▶ _YOUR INSTRUCTIONS_
Please copy the data below word for word, from its first line through the line containing "[183,60,242,130]", with that line included.
------------------------------------------------------------
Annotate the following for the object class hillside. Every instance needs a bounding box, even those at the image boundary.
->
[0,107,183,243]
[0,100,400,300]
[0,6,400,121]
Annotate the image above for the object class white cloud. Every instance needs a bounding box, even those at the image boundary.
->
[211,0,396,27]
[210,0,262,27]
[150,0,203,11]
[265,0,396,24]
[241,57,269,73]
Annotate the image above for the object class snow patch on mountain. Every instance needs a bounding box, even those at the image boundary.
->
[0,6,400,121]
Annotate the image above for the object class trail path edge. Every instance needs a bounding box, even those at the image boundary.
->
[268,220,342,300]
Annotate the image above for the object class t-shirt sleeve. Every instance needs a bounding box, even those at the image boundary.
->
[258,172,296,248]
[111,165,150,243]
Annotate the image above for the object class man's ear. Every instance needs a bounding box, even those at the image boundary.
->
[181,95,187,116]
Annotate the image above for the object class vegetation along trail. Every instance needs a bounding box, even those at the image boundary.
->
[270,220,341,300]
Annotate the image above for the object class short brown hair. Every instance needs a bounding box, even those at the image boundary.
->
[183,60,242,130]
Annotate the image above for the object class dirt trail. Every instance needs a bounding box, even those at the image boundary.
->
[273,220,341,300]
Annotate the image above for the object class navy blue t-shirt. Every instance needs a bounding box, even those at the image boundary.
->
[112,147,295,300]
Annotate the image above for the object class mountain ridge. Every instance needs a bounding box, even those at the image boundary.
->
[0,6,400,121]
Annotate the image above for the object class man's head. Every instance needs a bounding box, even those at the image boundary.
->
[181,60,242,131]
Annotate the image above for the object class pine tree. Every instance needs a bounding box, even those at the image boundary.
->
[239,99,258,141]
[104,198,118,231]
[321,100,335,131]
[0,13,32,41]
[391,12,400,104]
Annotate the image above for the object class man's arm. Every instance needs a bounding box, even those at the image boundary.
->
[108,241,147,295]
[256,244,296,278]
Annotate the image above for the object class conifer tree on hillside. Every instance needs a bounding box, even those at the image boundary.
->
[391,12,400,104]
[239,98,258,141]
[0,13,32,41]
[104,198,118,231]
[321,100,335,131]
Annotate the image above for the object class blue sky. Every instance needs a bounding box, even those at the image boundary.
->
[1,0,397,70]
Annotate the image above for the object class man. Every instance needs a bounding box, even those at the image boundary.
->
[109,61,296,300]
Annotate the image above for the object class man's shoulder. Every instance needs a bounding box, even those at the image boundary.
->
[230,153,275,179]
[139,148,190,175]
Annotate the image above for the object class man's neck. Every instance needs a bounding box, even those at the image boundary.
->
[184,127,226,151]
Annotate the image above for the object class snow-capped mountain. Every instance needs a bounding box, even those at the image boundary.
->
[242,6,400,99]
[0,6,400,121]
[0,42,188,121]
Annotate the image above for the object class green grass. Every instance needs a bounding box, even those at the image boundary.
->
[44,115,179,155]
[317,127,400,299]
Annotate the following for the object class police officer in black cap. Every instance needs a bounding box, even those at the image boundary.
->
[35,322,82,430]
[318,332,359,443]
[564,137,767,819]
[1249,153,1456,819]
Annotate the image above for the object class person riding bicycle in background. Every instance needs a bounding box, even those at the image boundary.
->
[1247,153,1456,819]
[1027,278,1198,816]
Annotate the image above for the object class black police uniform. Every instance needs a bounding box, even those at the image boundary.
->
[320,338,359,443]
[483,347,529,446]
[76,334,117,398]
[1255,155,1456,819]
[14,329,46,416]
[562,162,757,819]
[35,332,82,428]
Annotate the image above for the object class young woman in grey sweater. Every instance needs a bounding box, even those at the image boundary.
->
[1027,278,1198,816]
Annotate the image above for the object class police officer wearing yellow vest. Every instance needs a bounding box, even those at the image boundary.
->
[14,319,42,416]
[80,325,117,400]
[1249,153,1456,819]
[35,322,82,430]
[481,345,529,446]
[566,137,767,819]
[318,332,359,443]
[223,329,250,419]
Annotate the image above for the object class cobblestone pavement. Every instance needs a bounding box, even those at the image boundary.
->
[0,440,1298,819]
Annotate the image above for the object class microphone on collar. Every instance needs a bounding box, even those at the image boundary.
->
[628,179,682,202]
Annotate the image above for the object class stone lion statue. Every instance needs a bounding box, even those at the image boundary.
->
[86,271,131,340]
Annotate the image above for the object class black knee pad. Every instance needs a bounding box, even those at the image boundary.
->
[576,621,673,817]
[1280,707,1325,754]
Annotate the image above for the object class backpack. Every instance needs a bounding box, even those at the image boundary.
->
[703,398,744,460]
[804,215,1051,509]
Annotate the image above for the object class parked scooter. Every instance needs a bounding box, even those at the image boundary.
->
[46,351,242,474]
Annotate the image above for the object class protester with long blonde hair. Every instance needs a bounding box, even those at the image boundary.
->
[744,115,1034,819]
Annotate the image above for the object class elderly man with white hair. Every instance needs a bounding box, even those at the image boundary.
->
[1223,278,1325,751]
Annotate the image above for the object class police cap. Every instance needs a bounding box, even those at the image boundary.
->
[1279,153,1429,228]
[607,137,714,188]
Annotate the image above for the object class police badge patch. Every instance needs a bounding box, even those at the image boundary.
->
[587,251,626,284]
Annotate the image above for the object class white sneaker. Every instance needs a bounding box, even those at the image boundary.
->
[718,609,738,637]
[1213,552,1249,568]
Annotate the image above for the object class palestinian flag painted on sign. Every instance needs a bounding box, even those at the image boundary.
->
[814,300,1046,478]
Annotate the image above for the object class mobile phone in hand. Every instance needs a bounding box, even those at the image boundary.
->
------------------------------------------------------------
▶ _WRITTEN ANSWER_
Annotate the following for the object class hillside. Every instance needs a bounding box, even those at the image boundary.
->
[0,107,183,243]
[0,100,400,300]
[0,6,400,121]
Annotate the image above for the object class white cloud. Every instance needs a bounding box, even those at the image boundary.
->
[211,0,396,27]
[210,0,262,27]
[150,0,203,11]
[265,0,396,24]
[241,57,269,73]
Annotate the image above for the object class snow patch on mountain. Every instance needs a bounding box, even those at the image boundary.
->
[0,6,400,121]
Annotate the image above for the object class trail path edge. Every instance needs a bounding box, even those at the image boundary.
->
[268,220,342,300]
Annotate the image above for the object class t-shirt sleeve. Every instance needs a bounding box, even those at the image boundary.
->
[258,172,296,248]
[111,165,150,243]
Annotate the image above for the object class man's ear. Every instance needs a bounding box, even those at the image boundary.
->
[181,95,187,116]
Annotate the image above for the object class vegetation along trail. Every instance needs a bounding box, even those at the image boundary.
->
[270,220,341,300]
Annotate the image above for the object class short brown hair. Every instance needs a bounding box, even those at the image boundary.
->
[183,60,242,130]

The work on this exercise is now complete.